__ASSIGNMENT__. Repeat each entry below exactly.

[Text-to-region grounding data]
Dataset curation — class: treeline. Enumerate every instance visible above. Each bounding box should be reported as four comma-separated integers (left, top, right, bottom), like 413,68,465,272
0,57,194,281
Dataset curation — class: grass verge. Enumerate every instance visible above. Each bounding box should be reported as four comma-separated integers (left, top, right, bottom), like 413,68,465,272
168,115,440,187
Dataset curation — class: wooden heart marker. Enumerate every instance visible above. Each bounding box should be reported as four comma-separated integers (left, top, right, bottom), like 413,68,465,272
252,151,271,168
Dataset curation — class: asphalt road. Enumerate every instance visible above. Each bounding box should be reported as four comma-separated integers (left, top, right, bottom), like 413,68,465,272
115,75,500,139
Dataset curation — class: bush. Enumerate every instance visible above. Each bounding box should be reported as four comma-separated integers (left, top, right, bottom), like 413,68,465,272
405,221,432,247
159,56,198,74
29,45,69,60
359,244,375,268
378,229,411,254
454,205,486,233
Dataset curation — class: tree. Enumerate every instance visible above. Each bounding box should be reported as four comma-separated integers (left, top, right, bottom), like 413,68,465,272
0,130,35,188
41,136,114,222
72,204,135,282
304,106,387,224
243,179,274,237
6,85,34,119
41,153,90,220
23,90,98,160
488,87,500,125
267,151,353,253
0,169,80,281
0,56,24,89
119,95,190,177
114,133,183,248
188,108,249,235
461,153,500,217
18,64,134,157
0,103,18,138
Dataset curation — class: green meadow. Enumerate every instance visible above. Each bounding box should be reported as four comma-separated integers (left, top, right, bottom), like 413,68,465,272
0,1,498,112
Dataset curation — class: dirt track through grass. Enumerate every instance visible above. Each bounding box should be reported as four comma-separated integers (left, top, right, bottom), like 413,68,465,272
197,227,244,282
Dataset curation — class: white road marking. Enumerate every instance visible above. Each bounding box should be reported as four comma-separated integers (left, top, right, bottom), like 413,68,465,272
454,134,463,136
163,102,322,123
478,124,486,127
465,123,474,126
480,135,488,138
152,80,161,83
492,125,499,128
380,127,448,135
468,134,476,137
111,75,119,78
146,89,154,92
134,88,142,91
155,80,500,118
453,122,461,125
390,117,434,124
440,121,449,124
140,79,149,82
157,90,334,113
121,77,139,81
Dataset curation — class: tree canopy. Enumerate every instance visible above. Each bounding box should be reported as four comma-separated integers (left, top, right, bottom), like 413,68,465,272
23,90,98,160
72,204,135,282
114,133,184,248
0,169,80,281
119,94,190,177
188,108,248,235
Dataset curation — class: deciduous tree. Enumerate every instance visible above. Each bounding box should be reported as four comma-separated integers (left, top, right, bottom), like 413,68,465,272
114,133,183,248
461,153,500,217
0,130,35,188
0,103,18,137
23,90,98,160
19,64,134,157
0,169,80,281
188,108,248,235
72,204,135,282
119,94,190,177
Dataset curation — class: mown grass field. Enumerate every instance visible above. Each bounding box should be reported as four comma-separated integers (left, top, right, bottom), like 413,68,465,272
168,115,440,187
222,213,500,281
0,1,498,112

__EXERCISE RESPONSE__.
Dataset curation — class: treeline. Enumerate every instance visible above. Each bounding box should be reported as four comma-separated integers (left, top, right, bottom), like 413,68,465,272
0,57,194,281
Dataset curation — class: grass verge. Enumerate every instance visible above. Each bounding box should be reported as four comma-separated integers (left, top, right, bottom), like 413,68,465,272
168,115,440,187
Dataset curation — class: wooden heart marker. Enumerate every instance visible above. Each bounding box should be reported as four comma-separated integers (left, top, right, bottom), like 413,68,465,272
252,151,271,168
Dataset curation — class: asphalt road. Enumerate every instance visible above. Each bounding box should be reported as four comma-separated integers (left, top, right, bottom), like 413,68,465,272
115,75,500,139
Dataset curation — class: bush. Enumerate every instance visible above. Each bounding box should be reported as four comma-separated integers (left, top, right, bottom), like 413,68,465,272
405,221,432,247
159,56,198,74
29,45,69,60
359,244,375,268
378,229,411,254
454,205,486,233
Dataset curation — class: tree. Enumerate every instance visible above. Each bounding box should be reported as four comma-separated integers (left, top, right, bottom), like 413,68,465,272
0,130,35,188
41,136,114,222
72,204,135,282
304,106,387,224
243,179,274,237
6,85,34,119
41,153,90,220
23,90,98,160
488,87,500,125
267,151,353,253
0,169,80,281
0,56,24,89
119,95,190,177
114,133,183,248
188,108,249,235
461,153,500,217
18,64,134,157
0,103,18,138
Dataset curation — class: green meadow. Enumerate every instance visible above. Each bounding box should be reported as four comma-separated integers (left, top, right, bottom), like 413,68,465,272
0,1,498,112
Dataset curation — class: dirt track through grass. Enumerate every instance visible above. Each bounding box should be reported as four comma-separated integers (left, top, right, bottom), like 413,68,465,272
197,227,244,282
Dataset curation — class: white road marking. Enumerate every instance visible above. Each bounding box should be reported as four comma-separated integers (left, top, right, bottom), like 413,68,465,272
454,134,463,136
163,102,322,123
478,124,486,127
465,123,474,126
480,135,488,138
152,80,161,83
492,125,499,128
380,127,448,135
468,134,476,137
111,75,119,78
146,89,154,92
134,88,142,91
155,80,500,118
453,122,461,125
390,117,434,124
440,121,449,124
140,79,149,82
157,90,334,113
121,77,139,81
Dataset curation — class: tree canopy. Enumerate every instance visible above. Each bounding box should be reported as four comma-separated integers (left, top, right, bottom), like 413,68,465,272
23,90,98,160
72,204,135,282
114,133,184,248
0,169,80,281
119,94,190,177
188,108,248,235
Dataset curation — class: deciduous tree. Enumerate every instance visible above. Each bounding box should be reported as four comma-separated integers (left, top, right, bottom), like 413,68,465,272
114,133,183,248
461,153,500,217
0,130,35,188
0,103,18,137
23,90,98,160
19,64,134,157
0,169,80,281
188,108,248,235
72,204,135,282
119,94,190,177
Dataset curation — class: mown grass field. Enumerate every instance visible above. Each bounding box should be reported as four comma-separated integers (left, top, right, bottom), like 413,68,465,272
168,115,440,187
222,213,500,281
0,1,498,112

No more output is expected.